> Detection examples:

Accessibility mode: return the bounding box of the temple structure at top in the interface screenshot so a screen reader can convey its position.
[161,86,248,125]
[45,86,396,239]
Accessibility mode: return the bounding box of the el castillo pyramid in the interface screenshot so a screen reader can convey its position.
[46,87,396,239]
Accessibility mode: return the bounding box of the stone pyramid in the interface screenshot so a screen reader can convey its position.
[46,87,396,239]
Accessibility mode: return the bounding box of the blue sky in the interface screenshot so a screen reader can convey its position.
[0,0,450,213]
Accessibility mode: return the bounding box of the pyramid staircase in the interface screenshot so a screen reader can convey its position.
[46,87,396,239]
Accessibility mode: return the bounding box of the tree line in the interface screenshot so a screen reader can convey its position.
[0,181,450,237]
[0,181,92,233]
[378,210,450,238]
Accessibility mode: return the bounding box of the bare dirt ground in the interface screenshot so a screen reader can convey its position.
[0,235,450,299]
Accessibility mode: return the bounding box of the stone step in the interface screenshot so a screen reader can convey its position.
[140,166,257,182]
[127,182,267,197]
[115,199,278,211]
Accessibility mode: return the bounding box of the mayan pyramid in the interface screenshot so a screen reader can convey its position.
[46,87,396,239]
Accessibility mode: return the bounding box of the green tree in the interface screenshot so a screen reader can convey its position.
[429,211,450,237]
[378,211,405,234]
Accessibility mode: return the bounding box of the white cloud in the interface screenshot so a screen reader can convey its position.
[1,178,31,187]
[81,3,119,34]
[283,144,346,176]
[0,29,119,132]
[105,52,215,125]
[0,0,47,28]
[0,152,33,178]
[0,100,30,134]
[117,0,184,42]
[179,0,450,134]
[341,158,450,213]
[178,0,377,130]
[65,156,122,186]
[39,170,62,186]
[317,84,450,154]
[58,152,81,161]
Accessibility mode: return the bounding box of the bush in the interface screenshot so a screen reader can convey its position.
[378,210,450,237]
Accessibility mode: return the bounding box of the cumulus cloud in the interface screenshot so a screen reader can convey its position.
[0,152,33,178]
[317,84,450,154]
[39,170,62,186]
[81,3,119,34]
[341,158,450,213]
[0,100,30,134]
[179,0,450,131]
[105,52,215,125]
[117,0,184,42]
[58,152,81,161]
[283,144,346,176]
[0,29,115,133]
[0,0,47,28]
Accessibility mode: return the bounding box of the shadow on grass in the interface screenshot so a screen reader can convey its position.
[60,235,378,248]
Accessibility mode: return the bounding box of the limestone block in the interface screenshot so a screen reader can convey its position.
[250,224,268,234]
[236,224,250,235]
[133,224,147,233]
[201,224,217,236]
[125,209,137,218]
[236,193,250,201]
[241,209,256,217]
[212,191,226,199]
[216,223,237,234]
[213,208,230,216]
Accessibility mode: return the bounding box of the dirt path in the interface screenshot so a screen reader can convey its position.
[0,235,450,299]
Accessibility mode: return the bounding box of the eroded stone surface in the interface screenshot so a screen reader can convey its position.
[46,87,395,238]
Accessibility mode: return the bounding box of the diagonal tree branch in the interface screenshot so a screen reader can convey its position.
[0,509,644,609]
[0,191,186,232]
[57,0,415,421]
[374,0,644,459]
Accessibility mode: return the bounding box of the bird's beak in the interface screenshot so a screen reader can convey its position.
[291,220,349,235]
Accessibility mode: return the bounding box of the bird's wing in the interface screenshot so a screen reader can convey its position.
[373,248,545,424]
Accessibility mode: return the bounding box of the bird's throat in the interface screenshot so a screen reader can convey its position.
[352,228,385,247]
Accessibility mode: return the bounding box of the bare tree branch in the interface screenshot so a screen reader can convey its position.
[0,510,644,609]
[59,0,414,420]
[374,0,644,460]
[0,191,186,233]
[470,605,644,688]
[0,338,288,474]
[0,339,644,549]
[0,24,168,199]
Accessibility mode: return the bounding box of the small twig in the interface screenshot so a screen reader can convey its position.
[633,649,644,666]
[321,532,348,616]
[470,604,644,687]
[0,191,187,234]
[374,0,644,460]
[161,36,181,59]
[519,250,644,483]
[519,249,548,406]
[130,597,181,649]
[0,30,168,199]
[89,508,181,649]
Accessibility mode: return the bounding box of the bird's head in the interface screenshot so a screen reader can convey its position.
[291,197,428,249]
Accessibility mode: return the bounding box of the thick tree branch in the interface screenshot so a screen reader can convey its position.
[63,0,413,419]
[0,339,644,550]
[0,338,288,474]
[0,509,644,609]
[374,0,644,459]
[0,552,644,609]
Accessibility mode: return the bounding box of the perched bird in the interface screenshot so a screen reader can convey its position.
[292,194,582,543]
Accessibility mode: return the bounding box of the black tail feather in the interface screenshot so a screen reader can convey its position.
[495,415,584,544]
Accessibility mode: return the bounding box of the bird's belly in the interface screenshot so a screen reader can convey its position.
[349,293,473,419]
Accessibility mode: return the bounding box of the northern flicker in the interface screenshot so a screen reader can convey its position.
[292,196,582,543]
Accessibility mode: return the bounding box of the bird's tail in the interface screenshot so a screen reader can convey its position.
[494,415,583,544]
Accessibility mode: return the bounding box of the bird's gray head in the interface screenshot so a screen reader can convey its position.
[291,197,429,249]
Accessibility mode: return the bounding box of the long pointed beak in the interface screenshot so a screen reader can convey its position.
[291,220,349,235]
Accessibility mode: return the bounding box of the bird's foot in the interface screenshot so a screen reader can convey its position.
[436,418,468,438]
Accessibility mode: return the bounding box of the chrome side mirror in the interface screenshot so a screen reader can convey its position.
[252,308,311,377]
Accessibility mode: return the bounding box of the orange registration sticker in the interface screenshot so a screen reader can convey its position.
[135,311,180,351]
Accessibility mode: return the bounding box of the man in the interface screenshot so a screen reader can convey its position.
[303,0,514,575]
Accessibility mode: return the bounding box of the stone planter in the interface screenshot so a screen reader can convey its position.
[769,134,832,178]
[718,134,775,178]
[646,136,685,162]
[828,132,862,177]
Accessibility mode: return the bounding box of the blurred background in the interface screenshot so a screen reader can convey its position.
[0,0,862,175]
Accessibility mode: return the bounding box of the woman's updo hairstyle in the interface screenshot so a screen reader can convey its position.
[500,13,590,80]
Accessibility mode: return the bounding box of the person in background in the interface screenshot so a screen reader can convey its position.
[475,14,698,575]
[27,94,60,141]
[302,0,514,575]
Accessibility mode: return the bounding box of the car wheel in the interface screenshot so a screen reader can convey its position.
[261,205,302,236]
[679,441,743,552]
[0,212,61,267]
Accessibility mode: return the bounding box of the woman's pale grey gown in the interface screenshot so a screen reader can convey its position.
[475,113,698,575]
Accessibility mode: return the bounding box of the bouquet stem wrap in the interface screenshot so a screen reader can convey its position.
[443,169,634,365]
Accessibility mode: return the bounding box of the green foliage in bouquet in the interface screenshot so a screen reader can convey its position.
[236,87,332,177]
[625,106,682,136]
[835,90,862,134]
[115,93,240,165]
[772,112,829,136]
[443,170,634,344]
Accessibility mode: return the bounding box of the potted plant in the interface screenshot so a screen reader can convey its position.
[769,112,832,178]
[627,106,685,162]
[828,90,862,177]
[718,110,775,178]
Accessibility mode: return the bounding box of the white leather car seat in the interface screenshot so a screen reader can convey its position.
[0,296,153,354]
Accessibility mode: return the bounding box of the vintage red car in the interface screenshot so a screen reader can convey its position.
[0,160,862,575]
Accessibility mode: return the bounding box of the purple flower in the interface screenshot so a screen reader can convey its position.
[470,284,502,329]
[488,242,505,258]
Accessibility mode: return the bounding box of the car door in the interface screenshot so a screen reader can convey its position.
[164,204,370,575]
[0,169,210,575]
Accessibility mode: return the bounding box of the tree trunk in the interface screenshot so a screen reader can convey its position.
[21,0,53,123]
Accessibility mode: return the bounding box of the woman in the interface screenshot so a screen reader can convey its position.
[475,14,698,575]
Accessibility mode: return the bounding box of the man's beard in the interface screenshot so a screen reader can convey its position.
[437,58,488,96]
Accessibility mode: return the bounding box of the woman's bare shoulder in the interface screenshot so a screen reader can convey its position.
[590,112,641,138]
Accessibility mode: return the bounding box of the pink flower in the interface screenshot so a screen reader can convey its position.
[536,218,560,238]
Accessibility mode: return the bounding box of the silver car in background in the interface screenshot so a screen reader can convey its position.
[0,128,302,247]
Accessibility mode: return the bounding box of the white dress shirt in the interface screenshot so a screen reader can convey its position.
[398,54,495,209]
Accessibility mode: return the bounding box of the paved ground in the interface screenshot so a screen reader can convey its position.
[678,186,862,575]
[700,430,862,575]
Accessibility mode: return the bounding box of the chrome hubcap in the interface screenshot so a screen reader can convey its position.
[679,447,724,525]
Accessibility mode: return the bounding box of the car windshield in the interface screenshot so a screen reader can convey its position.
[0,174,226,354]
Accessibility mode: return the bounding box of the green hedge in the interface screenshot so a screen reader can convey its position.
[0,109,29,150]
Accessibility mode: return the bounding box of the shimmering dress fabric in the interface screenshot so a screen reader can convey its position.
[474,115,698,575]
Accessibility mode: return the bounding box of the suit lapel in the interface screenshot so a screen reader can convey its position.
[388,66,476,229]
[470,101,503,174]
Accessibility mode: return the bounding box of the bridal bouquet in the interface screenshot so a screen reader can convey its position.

> WRITTEN EXERCISE:
Recast the data as a numbered list, from its first line through the line containing "[378,211,405,234]", inclusive. Omit any blank lines.

> TASK OUTPUT:
1. Accessibility mode: return the bounding box of the temple structure at top in the interface screenshot so a screen reader can convey its position.
2. [161,86,248,125]
3. [45,86,396,239]
4. Accessibility mode: return the bounding box of the el castillo pyramid in the interface screenshot so a screen reader can convey its position.
5. [46,87,396,239]
6. Accessibility mode: return the bounding box of the stone pyramid in the interface screenshot so a screen reader can convey its position.
7. [46,87,396,239]
8. Accessibility mode: return the bounding box of the blue sky in the interface screenshot so a screen reader can convey its position.
9. [0,0,450,213]
10. Accessibility mode: return the bounding box of the pyramid staircase in the interface screenshot so a screen reader can convey its position.
11. [46,87,396,239]
12. Accessibility mode: return the bounding box of the tree line in the interface screenshot so a screen reader can convey its position.
13. [0,181,450,237]
14. [0,181,92,233]
15. [378,210,450,238]
16. Accessibility mode: return the bounding box of the bare dirt ground in the interface screenshot so a screen reader can convey its position.
17. [0,235,450,299]
18. Accessibility mode: return the bounding box of the stone step in the interface screenshot so a screen reader can convey its position.
19. [140,166,257,182]
20. [127,182,267,197]
21. [115,199,278,211]
22. Accessibility mode: return the bounding box of the mayan pyramid in the interface screenshot so a screen reader can convey its position.
23. [46,87,396,239]
24. Accessibility mode: return the bounding box of the green tree in the interface screenshot so a screen reader can convey its position.
25. [429,211,450,237]
26. [378,211,405,234]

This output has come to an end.